Exercise passage:
= = = =

The recent COVID-19 pandemic reminded us how catchable and dangerous some viral diseases can be for the vulnerable — especially those with weak immune systems and the old. But it was also a lesson in how novel effective off-the-shelf technology for mRNA vaccines could be in preventing serious infections.
Without prior work on mRNA vaccines by scientists in Europe and the United States, the pandemic would have been much worse, as it turned out to be the case in regions of the world where there were no vaccines available to stem the COVID tide.
The pandemic reminded us that infections ranging from viruses to bacteria and fungi depend on RNA or DNA. Indeed prior to the 1970s, all infections were considered to be caused by transmissible and pathogenic versions of RNA or DNA.
That assumption was shown to be wrong by strange diseases in such as kuru disease, Creutzfeldt-Jakob disease, variant Creutzfeldt-Jakob disease, Gerstmann-Straussler-Scheinker disease and fatal familial insomnia in humans, and in animals, scrapie in sheep ,which later spread to mink, deer, mice, and in cows caused bovine spongiform encephalopathy, better known as mad cow disease, which can be transmitted to humans.
All were later shown to be transmitted by mutant versions of proteins (prions) capable of inducing similar pathological changes in normal versions of the same protein — thus spreading within the nervous system and to other tissues — without DNA or RNA playing roles.
The modern story of these diseases began with the work of Carleton Gajdusek on kuru among the Fore people in New Guinea, who were shown to transmit a fatal neurological disease by cannibalistic rituals in which the brain, or other tissues of deseased members of the tribe with the disease, were handled or eaten. The incubation period from contact with infected tissues was several years to the first symptoms, after which the disease progressed to death within two to six years.
Gajdusek showed that the disease was transmissible to chimpanzees — thus was infectious but there was no evidence of conventional infectious agents. For his work, Gajdusek was awarded a Nobel Prize in 1976.

= = = =

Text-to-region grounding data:
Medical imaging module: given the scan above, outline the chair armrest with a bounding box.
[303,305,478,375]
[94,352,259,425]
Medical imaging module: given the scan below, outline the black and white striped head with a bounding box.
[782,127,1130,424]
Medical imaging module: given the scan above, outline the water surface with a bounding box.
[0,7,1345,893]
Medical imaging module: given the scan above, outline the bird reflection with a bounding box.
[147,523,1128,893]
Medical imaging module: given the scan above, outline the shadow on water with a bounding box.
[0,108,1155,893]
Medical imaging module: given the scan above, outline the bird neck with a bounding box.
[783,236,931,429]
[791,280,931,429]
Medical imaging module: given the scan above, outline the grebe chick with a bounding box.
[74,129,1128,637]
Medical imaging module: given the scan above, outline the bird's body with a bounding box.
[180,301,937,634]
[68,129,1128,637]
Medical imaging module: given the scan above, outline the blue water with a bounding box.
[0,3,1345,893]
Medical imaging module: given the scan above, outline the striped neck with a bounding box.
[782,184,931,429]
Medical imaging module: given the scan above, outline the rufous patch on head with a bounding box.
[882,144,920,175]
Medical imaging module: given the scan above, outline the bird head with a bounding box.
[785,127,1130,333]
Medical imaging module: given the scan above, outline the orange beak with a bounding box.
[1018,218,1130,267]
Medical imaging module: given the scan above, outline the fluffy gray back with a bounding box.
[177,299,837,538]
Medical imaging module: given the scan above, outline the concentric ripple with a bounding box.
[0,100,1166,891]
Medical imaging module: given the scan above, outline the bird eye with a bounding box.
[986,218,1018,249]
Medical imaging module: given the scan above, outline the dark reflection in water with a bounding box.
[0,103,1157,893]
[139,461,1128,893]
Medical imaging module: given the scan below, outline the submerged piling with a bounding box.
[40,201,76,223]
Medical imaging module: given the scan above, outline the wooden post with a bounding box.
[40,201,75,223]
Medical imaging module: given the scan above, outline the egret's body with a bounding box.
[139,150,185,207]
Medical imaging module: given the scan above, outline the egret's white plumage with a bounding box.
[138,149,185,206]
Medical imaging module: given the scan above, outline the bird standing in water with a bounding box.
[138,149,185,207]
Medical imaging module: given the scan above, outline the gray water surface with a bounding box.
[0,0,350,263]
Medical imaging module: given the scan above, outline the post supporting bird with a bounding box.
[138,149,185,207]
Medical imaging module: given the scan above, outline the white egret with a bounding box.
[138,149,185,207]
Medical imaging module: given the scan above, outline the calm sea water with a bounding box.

= = = =

Work task: Retype the part of the text on prion diseases that opens with the words "The recent COVID-19" and closes with "the COVID tide.". The entries have nothing to do with the text on prion diseases.

Answer below:
The recent COVID-19 pandemic reminded us how catchable and dangerous some viral diseases can be for the vulnerable — especially those with weak immune systems and the old. But it was also a lesson in how novel effective off-the-shelf technology for mRNA vaccines could be in preventing serious infections.
Without prior work on mRNA vaccines by scientists in Europe and the United States, the pandemic would have been much worse, as it turned out to be the case in regions of the world where there were no vaccines available to stem the COVID tide.